▶ Excerpt to read:
-=-=-

The calendar can be maintained by someone who does not know any details of html or ics, but it still needs to be set up by the technical crew. Likewise in the blog world, you need to be exposed to XML feeds and non-human-readable gobbledygook to connect your feedreader to the right source. The next step in the evolution of the web will be to provide more usable connections between applications.
It is a dicey thing saying no to customers, especially when they pay big bucks for not only the software license, but a bus load of consultants that integrate and customize the software for their deployment. However, I believe that the same truths hold as when you hear from 50 customer in 500,000 and you really cannot give each person what they want. You need to listen them, then give them what they need, not necessarily what they are asking for. But they best way to say no is to actually convince someone of a different perspective, that they gain something by the omission of something else.
When old tricks don't work...
People create their own myths about how a feature works. Humans naturally develop a mental model of what's going on, of cause and effect. When an interface is well-crafted and the designers made the correct assumptions, most people will develop a mental model that is close to reality. Sometimes the best of intentions go wrong. For example, many webmail interfaces have a "Block Sender" button on the screen where people read their emails. When someone gets an offensive, unsolicited email, they think "ugh. I don't want to get this junk from some creep," so naturally they click the "Block Sender" button. The problem is that the spammers aren't using their real email address -- they fake something up and rarely do you receive an email twice from the same sender. Nowadays preventing spam needs to be more sophisticated, most webmail systems often offer the option to "Report as Spam" which is much more effective since there is a back-end service that develops heuristics on what is spam and what isn't, so even if the sender doesn't match, the new spam might be recognized and blocked. Not only that, but if people block the sender of every spam message they receive, they quickly develop gigantic blocked senders lists, which many back-end mail systems aren't optimized to handle. So when a customer licensing email says, I want a "Blocked Sender" button on the main screen of the app for a new deployment, I tell them the back story as I understand it and explain that people really want to just prevent junk mail and we should make the options that will help with that first and foremost. So far it has worked out, the insightful product managers agree.
When something better comes along...
Knowing the what people really need is especially tricky when transitioning from an old interface to a new one. Whether upgrading a version or switching vendors, individuals always have a hard time at first adjusting. I keep running into this with the "Nickname" field in email. It's really hard to say no to any feature that exists in Outlook. For better or worse, it is the most popular desktop email program and webmail apps have historically emulated as many features as they could. So, most webmail apps have a nickname field. Now this feature was important in the days before auto-suggest, in the early 90s when we all had 100MHz processors running Windows 3.1 and before Web pages had Javascript. Instead of looking up a contact or typing a long email, you could choose a short nickname for someone.

-=-=-

▶ Given records:
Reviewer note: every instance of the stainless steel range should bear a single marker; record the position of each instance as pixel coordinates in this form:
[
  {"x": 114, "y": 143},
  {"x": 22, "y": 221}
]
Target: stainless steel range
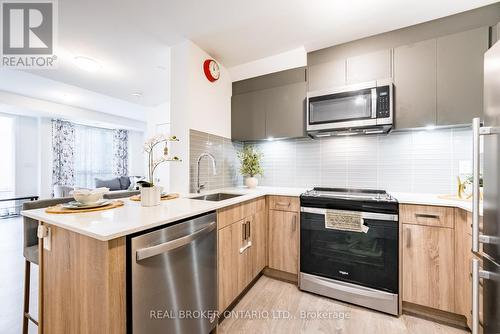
[{"x": 349, "y": 246}]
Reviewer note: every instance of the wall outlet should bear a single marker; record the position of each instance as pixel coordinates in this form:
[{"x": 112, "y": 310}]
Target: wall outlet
[{"x": 464, "y": 167}]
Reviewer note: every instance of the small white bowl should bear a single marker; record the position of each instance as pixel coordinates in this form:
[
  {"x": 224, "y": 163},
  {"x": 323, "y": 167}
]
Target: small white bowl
[{"x": 86, "y": 196}]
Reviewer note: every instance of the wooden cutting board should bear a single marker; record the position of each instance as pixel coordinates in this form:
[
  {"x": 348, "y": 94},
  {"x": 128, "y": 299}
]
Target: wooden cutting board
[
  {"x": 167, "y": 197},
  {"x": 59, "y": 209}
]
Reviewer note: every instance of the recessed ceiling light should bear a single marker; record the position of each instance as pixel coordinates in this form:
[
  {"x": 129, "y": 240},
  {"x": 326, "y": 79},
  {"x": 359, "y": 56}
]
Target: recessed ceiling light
[
  {"x": 87, "y": 64},
  {"x": 67, "y": 97}
]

-=-=-

▶ Requirements:
[A] Reproduce word for word the part of the listing that opens with the line containing "Reviewer note: every instance of the wooden" and runs through the end of the listing.
[B] Resume the piece on email interface design from where it stops.

▶ Expected outputs:
[A]
Reviewer note: every instance of the wooden cutting board should bear a single marker; record the position of each instance as pixel coordinates in this form:
[
  {"x": 348, "y": 94},
  {"x": 128, "y": 299}
]
Target: wooden cutting board
[
  {"x": 167, "y": 197},
  {"x": 59, "y": 209}
]
Reviewer note: every instance of the recessed ceiling light should bear a single marker; record the position of each instance as pixel coordinates in this form:
[
  {"x": 129, "y": 240},
  {"x": 326, "y": 79},
  {"x": 359, "y": 56}
]
Target: recessed ceiling light
[
  {"x": 87, "y": 64},
  {"x": 67, "y": 97}
]

[B]
Ok, maybe it isn't needed any more, but what harm is it? Aw... come on, it's just one more field. One of the huge usability advantages of web applications over desktop applications is that they tend to be simple. This design often emerges from necessity based on technology limitations. As the technology improves to offer a more desktop-like experience, designers and product managers have an opportunity in this new space of moving beyond the cluttered desktop experience to offer a simplified interface that is no less powerful. By offering a nickname field, you are telling people they need to manage their address book, they need to go through and pick their favorite people or people they communicate with frequently and set them up. In this new age of vast information stores, software is becoming more adept and figuring out what you need and giving it to you without requiring a setup process. Auto-suggest is an innovation along these lines. You can just start typing the first few letters of someone's name and their full name and email address pops up. By taking away a feature for some people, we make sure that they know and new people know they don't have to rely on the old way of doing things, and we streamline how they use the application and allow the software to work for them and for them to do less work.
The art of design is making choices. We develop models of how people would be most effective in accomplishing their tasks. We need to be particularly careful when a new option replaces an old one -- sometimes redundancy is a good thing and sometimes too many ways of doing the same thing make an interfaces cluttered and confusing. It is a delicate process to guide people into patterns where they will be most successful.
I didn't see this live, but I enjoyed this presentation by Garret Dimon on slideshare. Lots of compelling words of wisdom on interface design...
I've rallied a few designers at Laszlo to start a new weblog about the Cinematic Interface. The first time I ever heard software described as cinematic was David Temkin who coined the term the "cinematic user experience." Brenda Laurel wrote about computer software as theater, but David took the metaphor one step farther. I cornered him a few weeks ago to ask him about the origins of the term, and posted the interview. Here's a snippet:
We didn’t want to say rich media. Rich media is tainted. It makes you think you are going to get some movies. The word “rich” is also tainted. You say rich and you think you are going to get some chocolately desserts that are heavy and expensive – 5MB downloads of chocolately desserts. Who wants that? I want my application.Cinematic user experience conveys first of all that you aren’t just watching you are interacting – the “user experience” part of it. We thought cinematic was an intriguing term, that had a non-techie spin to it. It was something that when non-techies saw it, they instantly understood this is a completely different type of product category and yet industry insiders would look at it and say things are moving on the screen, maybe you have a different technical architecture...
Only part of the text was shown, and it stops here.